What to work on: Copy the listing below exactly as it appears, but leave out the pictures.
━━━━━━━━━━━━━━━━━━━━
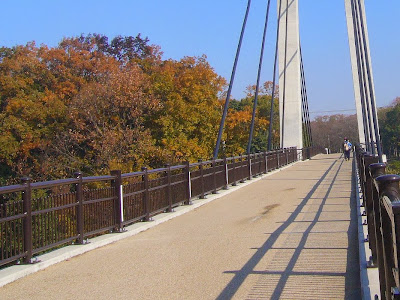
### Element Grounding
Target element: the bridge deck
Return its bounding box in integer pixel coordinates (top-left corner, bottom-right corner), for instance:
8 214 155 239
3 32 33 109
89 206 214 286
0 154 361 299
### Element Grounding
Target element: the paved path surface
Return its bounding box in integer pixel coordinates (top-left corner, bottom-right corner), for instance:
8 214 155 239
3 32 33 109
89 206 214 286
0 155 361 300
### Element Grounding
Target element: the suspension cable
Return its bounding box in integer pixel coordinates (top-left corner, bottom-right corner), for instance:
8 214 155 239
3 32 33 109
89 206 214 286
280 0 289 148
300 45 312 147
358 0 383 162
247 0 271 154
213 0 251 159
268 0 282 151
351 0 370 151
353 0 375 155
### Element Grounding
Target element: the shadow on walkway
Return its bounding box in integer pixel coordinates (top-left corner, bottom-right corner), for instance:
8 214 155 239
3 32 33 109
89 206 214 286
217 159 361 300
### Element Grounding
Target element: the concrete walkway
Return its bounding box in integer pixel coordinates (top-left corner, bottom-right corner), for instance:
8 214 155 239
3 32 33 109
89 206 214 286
━━━━━━━━━━━━━━━━━━━━
Answer for this exercise:
### Element Grounding
Target element: the bridge deck
Return its bounding box in integer pixel coordinates (top-left corner, bottom-right corner), for instance:
8 214 155 239
3 32 33 109
89 206 214 286
0 154 361 299
### Element Grounding
Target element: the paved path surface
Return its bounding box in integer pixel coordinates (top-left corner, bottom-right corner), for instance:
8 214 155 239
3 32 33 109
89 206 214 286
0 155 361 300
### Element Grounding
Target element: the suspension cable
Return its bounding box in integer pixel coordinates (top-left corner, bottom-right corner), for instance:
8 214 155 239
3 32 33 109
89 206 214 286
280 0 289 148
300 45 312 147
358 0 383 162
247 0 271 154
213 0 251 159
268 0 282 151
351 0 370 151
353 0 375 155
### Element Grounding
Target element: the shadow on walkway
Return its bounding box in integer pixel coordinates (top-left corner, bottom-right corner), for instance:
8 214 155 239
3 32 33 109
89 206 214 286
217 159 361 300
### Element Grounding
Target element: the concrete walkway
Return its bounding box in integer pixel coordinates (top-left corner, bottom-right corner), for instance:
8 214 155 239
3 32 33 109
89 206 214 286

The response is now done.